[Text under study]

Dr. Lenz told Dr. Shaffer he was "very intrigued." Dr. Shaffer called back an hour later and offered him the job.
With that, Dr. Lenz became part of an unusual world -- a world shared by just 50 or 60 dentists who serve the 30 teams of the NHL, according to Dr. Blair.
"It's a different subculture to be a sports dentist, to be a sports physician," Dr. Blair said. "You see the game and the players from a different perspective. You see them when they are hurt; the blood and guts."
Dr. Lenz doesn't often travel with the team during the regular season. But when a player has fractured his jaw, which happens a couple of times a season, the dentist will often go along to keep an eye on things.
"A couple of years ago, when Shaone Morrisonn was playing with us, he was playing with a fractured jaw that hadn't been disclosed to the press or anybody, and he didn't want to wear any additional facial protection," Dr. Lenz said. "Sometimes the guys will wear a fishbowl or plastic face guard to protect their jaw if it's fractured. He didn't want to do that because nobody knew he had fractured it, and he didn't want the other team to know it either. He had been wired shut, and we were undoing them before the game so he could breathe properly. After the game, we'd wire them back up."

[Data extract]
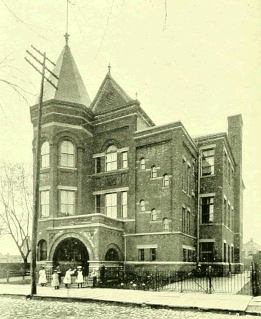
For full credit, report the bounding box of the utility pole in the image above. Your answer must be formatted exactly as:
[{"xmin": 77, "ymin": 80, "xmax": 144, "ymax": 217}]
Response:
[{"xmin": 25, "ymin": 46, "xmax": 58, "ymax": 295}]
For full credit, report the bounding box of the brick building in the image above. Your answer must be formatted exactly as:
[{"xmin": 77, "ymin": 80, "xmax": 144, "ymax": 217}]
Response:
[{"xmin": 31, "ymin": 40, "xmax": 244, "ymax": 276}]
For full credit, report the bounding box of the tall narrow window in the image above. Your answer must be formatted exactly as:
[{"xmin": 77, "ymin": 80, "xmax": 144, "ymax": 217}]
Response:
[
  {"xmin": 95, "ymin": 157, "xmax": 101, "ymax": 173},
  {"xmin": 41, "ymin": 141, "xmax": 50, "ymax": 168},
  {"xmin": 151, "ymin": 165, "xmax": 157, "ymax": 178},
  {"xmin": 201, "ymin": 197, "xmax": 214, "ymax": 224},
  {"xmin": 201, "ymin": 149, "xmax": 215, "ymax": 176},
  {"xmin": 140, "ymin": 157, "xmax": 145, "ymax": 169},
  {"xmin": 40, "ymin": 191, "xmax": 49, "ymax": 218},
  {"xmin": 138, "ymin": 249, "xmax": 144, "ymax": 261},
  {"xmin": 163, "ymin": 218, "xmax": 169, "ymax": 231},
  {"xmin": 60, "ymin": 141, "xmax": 75, "ymax": 167},
  {"xmin": 140, "ymin": 199, "xmax": 146, "ymax": 212},
  {"xmin": 223, "ymin": 198, "xmax": 227, "ymax": 225},
  {"xmin": 182, "ymin": 207, "xmax": 186, "ymax": 233},
  {"xmin": 60, "ymin": 190, "xmax": 75, "ymax": 216},
  {"xmin": 150, "ymin": 248, "xmax": 157, "ymax": 261},
  {"xmin": 200, "ymin": 242, "xmax": 214, "ymax": 262},
  {"xmin": 186, "ymin": 210, "xmax": 190, "ymax": 234},
  {"xmin": 95, "ymin": 195, "xmax": 101, "ymax": 214},
  {"xmin": 163, "ymin": 174, "xmax": 169, "ymax": 187},
  {"xmin": 106, "ymin": 145, "xmax": 117, "ymax": 172},
  {"xmin": 121, "ymin": 192, "xmax": 128, "ymax": 218},
  {"xmin": 121, "ymin": 152, "xmax": 128, "ymax": 168},
  {"xmin": 151, "ymin": 208, "xmax": 157, "ymax": 221},
  {"xmin": 38, "ymin": 240, "xmax": 47, "ymax": 261},
  {"xmin": 105, "ymin": 193, "xmax": 117, "ymax": 218}
]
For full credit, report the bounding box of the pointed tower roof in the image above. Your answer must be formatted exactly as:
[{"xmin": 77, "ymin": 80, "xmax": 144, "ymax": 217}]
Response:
[
  {"xmin": 91, "ymin": 65, "xmax": 133, "ymax": 114},
  {"xmin": 43, "ymin": 43, "xmax": 91, "ymax": 107}
]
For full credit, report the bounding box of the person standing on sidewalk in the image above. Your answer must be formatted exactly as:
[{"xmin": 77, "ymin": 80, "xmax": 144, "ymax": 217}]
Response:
[
  {"xmin": 76, "ymin": 266, "xmax": 84, "ymax": 288},
  {"xmin": 51, "ymin": 270, "xmax": 60, "ymax": 289},
  {"xmin": 63, "ymin": 267, "xmax": 76, "ymax": 288},
  {"xmin": 39, "ymin": 267, "xmax": 47, "ymax": 287}
]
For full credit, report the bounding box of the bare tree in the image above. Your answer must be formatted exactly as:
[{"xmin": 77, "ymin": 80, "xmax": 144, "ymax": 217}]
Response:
[{"xmin": 0, "ymin": 163, "xmax": 33, "ymax": 263}]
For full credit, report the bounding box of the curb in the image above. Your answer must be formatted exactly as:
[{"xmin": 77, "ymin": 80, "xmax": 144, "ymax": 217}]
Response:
[{"xmin": 0, "ymin": 293, "xmax": 246, "ymax": 316}]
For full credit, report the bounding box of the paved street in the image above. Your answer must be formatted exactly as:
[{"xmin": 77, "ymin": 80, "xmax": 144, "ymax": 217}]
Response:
[{"xmin": 0, "ymin": 297, "xmax": 253, "ymax": 319}]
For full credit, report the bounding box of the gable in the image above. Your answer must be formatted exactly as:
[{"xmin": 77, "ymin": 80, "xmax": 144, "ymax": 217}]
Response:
[{"xmin": 92, "ymin": 74, "xmax": 132, "ymax": 114}]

[To do] Extract the full text about the team dentist word for word. The records have nothing to do with the text about the team dentist.

[Completed exercise]
Dr. Lenz told Dr. Shaffer he was "very intrigued." Dr. Shaffer called back an hour later and offered him the job.
With that, Dr. Lenz became part of an unusual world -- a world shared by just 50 or 60 dentists who serve the 30 teams of the NHL, according to Dr. Blair.
"It's a different subculture to be a sports dentist, to be a sports physician," Dr. Blair said. "You see the game and the players from a different perspective. You see them when they are hurt; the blood and guts."
Dr. Lenz doesn't often travel with the team during the regular season. But when a player has fractured his jaw, which happens a couple of times a season, the dentist will often go along to keep an eye on things.
"A couple of years ago, when Shaone Morrisonn was playing with us, he was playing with a fractured jaw that hadn't been disclosed to the press or anybody, and he didn't want to wear any additional facial protection," Dr. Lenz said. "Sometimes the guys will wear a fishbowl or plastic face guard to protect their jaw if it's fractured. He didn't want to do that because nobody knew he had fractured it, and he didn't want the other team to know it either. He had been wired shut, and we were undoing them before the game so he could breathe properly. After the game, we'd wire them back up."